++++ DOCUMENT PASSAGE ++++

York Band Instrument Company
- Company type: Private company
- Industry: Musical instruments
- Founded: 1882
- Founder: James Warren York
- Headquarters: Grand Rapids, Michigan
- Area served: United States
- Products: Band instruments
- Number of employees: 300

= York Band Instrument Company =

Former musical instrument manufacturer

The York Band Instrument Company was a musical instrument manufacturer in Grand Rapids, Michigan.

== History ==

James Warren York was a former army musician and played professionally in the Grand Rapids, Michigan theaters. He eventually decided to open his own instrument repair business and set up on the ground floor of a Monroe Avenue building in Grand Rapids, Michigan in 1882. The early company originally started from a merger of two partnerships between "Smith and York" in 1883 and "York and Holton" in 1885. Together they were eventually reformed into the "J.W.York and Company". In 1887, Frank York, J.W. York's eldest son joined the business and it was named "York & Son". In 1898, Charles York, the youngest son joined the company which prompted him to again rename the business "York & Sons". The business went through various name changes ("J.W. York", "J.W. York and Sons", "J.W. York Band Instrument Co", "J.W. York Instrument Co.") before finally settling on "York Band Instrument Co".

James Warren York

By 1890, York was operating a successful instrument plant on Canal St. by importing instruments and producing a few original cornets and trombones. Newly designed instruments were added each year and in 1898, the company was manufacturing a complete line of cupped mouthpiece brass instruments. Frank Holton, Henry Martin Jr., Henry Martin Sr., and F.A. Reynolds, pioneers of band instrument manufacturing, were all once employed at the early York factories at 3,5, and 7 North Ionia Avenue in Grand Rapids. The factories were later relocated to the old Raniville Power building at the corner of Campau Ave and Lyon St. In 1908, a plant at 1600 South Division Avenue was built and lasted until it was closed in 1971.

++++ RECORDS SHOWN ++++

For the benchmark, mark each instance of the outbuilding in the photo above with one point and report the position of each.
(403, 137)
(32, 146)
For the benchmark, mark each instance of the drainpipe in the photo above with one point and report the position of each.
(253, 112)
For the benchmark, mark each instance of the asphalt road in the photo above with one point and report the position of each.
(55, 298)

++++
++++ RECORDS SHOWN ++++

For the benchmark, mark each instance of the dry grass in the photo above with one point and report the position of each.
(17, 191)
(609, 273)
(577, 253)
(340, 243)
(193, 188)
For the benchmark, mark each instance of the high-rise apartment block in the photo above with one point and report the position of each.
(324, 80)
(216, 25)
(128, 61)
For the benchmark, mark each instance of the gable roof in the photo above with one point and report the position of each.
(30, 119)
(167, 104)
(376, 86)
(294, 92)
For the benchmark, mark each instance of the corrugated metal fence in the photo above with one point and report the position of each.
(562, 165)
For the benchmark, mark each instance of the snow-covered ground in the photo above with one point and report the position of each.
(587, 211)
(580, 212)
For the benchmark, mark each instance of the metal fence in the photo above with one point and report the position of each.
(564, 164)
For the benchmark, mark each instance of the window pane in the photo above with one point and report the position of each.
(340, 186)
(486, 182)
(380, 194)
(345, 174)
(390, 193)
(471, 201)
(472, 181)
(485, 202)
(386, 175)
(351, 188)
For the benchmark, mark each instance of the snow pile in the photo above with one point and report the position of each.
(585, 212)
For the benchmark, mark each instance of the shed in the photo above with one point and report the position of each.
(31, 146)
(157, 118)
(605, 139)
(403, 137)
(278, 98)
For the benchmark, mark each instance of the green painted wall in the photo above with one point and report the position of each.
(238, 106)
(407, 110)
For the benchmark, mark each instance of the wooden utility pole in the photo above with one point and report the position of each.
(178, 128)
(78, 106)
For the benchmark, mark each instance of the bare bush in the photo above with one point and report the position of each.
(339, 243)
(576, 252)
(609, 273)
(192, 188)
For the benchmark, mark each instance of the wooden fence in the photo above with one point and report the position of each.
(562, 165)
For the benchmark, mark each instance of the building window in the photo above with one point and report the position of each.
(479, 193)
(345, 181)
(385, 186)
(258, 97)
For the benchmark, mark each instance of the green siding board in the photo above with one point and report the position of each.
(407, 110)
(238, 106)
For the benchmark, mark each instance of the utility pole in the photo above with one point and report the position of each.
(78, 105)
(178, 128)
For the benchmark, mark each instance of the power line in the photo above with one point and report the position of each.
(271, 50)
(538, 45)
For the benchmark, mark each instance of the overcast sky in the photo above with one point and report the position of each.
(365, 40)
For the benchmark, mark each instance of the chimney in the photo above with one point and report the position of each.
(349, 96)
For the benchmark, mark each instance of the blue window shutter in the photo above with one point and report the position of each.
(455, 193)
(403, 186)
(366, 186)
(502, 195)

++++

# [GIVEN TASK]
Sum up the passage on the York Band Instrument Company in two sentences. The items are separate material and have no connection to the passage on the York Band Instrument Company.

# [FINISHED ANSWER]
The York Band Instrument Company was a musical instrument manufacturer in Grand Rapids, Michigan, which former army musician James Warren York began as an instrument repair business in 1882 and which took several names, among them "York & Son" and "York & Sons" as his sons joined. By 1898 it was manufacturing a complete line of cupped mouthpiece brass instruments, and the plant it built in 1908 at 1600 South Division Avenue lasted until it was closed in 1971.